▸ Passage provided:
::::::

SC - Is Arrowroot Period?

Stefan li Rous stefan at texas.net
Wed Apr 5 21:35:33 PDT 2000


Balthazar of Blackmoor said:
>  You must admit that there were many thousand 
> more cooks in the middle ages than there were cookbook authors. 

Yes, as there are today. And your point is?

> And the 
> potato was in widespread use in parts of Europe (read "Western Culture") by 
> the end of our period of interest.  Simply because it did not make it into 
> the culinary guides of the day does not mean it was not consumed regularly.  
> That is the crux of my arguement:

Now this I have to disagree with fairly strongly, at least for the potato.
The evidence just doesn't point to it. There are several books on the
history of the potato. If you wish I'll dig out the biblio info on the
one I just finished reading. Even when the potato is mentioned in some of
the late period herbals and cookbooks you must be careful not to assume
the text is talking about the white potato. Often times you find out whne
you dig deeper that it is the Sweet Potato which is meant. The Sweet Potato
took off much quicker than did the white or Virginia potato.

And yes, the potato was probably eaten quite a while before it found it's
way into culinary manuals and cookbooks. Basically the books were written
for the upper and later the middle classes. The potato was looked down
upon because it was thought to make people lazy and while it might feed
the slovenly lower classes, decent people didn't eat them. However even
the peasants don't seem to have started planting them until the 18th
century. Peasants are notoriously conservative. If what you plant means
whether you and your family starve or manage a meager existance, you
don't gamble on new, unknown plants. Potatos started being cultivated
for very specific reasons and they varied from area to area.
 
> P.S. Stefan...dou you have a section in the Florilegium for so-called 
> "period-style" recipes?

::::::

▸ Material supplied:
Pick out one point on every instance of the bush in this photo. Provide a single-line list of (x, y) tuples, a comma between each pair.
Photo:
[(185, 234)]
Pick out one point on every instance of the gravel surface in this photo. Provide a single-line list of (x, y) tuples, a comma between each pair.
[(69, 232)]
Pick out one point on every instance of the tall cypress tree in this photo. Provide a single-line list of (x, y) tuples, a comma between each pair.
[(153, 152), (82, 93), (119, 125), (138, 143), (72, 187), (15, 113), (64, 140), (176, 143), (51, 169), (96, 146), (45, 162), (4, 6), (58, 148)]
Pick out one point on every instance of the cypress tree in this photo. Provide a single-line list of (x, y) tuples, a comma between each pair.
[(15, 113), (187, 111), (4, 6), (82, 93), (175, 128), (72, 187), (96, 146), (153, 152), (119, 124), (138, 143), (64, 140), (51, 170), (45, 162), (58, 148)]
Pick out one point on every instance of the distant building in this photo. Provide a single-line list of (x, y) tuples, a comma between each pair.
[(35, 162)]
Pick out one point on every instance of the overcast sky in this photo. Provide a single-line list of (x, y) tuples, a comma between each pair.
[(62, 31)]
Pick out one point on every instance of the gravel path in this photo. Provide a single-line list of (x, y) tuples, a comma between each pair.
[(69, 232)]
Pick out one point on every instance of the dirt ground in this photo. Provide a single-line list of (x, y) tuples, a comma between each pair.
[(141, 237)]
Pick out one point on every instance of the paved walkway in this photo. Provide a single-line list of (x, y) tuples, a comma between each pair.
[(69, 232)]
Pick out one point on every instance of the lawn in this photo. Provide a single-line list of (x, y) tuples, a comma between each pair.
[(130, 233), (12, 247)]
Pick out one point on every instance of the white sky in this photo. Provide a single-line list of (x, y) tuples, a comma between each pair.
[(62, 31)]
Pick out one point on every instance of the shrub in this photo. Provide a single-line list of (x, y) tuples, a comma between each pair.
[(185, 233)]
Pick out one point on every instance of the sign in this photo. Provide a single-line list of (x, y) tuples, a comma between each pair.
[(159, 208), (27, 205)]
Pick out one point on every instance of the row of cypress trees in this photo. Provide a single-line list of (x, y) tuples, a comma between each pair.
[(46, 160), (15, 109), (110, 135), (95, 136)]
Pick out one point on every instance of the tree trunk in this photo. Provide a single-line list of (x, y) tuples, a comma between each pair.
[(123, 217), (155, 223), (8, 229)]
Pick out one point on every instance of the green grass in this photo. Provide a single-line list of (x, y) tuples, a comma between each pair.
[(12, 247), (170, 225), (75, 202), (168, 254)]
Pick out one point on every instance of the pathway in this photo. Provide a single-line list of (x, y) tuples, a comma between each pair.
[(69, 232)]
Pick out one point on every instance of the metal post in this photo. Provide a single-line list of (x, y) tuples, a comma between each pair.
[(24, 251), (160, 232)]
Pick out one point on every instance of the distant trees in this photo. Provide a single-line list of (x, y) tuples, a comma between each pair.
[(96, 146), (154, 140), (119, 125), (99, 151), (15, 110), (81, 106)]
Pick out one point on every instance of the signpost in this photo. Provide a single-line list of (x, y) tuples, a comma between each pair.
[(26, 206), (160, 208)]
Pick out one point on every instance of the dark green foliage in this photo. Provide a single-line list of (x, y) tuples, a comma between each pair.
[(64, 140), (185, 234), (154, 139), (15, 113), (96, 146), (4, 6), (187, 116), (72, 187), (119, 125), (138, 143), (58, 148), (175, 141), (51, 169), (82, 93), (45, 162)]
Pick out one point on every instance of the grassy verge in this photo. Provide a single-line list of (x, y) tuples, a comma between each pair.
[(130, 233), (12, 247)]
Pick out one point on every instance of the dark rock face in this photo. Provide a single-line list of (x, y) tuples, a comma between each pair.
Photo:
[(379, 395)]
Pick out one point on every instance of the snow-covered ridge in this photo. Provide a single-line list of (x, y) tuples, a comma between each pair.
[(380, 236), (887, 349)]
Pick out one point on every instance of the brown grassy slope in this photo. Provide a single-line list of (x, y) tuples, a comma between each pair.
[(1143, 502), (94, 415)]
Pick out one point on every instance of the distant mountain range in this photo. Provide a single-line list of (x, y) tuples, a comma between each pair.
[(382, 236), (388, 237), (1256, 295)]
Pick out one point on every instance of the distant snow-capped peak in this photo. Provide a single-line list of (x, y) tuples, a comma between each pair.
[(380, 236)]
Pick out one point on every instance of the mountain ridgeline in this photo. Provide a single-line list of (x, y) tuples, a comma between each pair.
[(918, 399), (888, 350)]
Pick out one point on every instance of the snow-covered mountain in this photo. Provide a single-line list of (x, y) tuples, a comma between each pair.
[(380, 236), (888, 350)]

::::::

▸ Direction: Continue the mailing-list reply on potatoes in period cooking from where it stops.

▸ Exercise result:
Nothing filed that way specifically because the recipes in any of the
files generally range from SCA creations, to period-recipes to redactions
without the original recipe to redactions with the period recipes, sometimes
in the original language. There are even some unredacted recipes in foriegn
languages. While as time goes on, I prefer more of the later types, some
recipes date from before I joined this list and learned some things. Sometimes
periodiod recipes are included because I have no period recipes and I'll take
what I can get until something better comes along. Sometimes I save a recipe
with no supporting documentation and then someone else posts supporting info
for that recipe later.

Recipes all up and down the authenticity range may be useful at different
times and places. Different people have different views. Ras and I have
had a number of arguments over this here. If I understand him correctly,
he thinks we should only cook food served to the Nobility and only that
which can be documented by period recipes. I on the other hand am willing
to accept that we don't have recipes for peasant meals and the nobility of
earlier or out-of-the-way cultures and am willing to accept more guesswork
using non-recipe evidence as the basis to try to re-create such period
meals.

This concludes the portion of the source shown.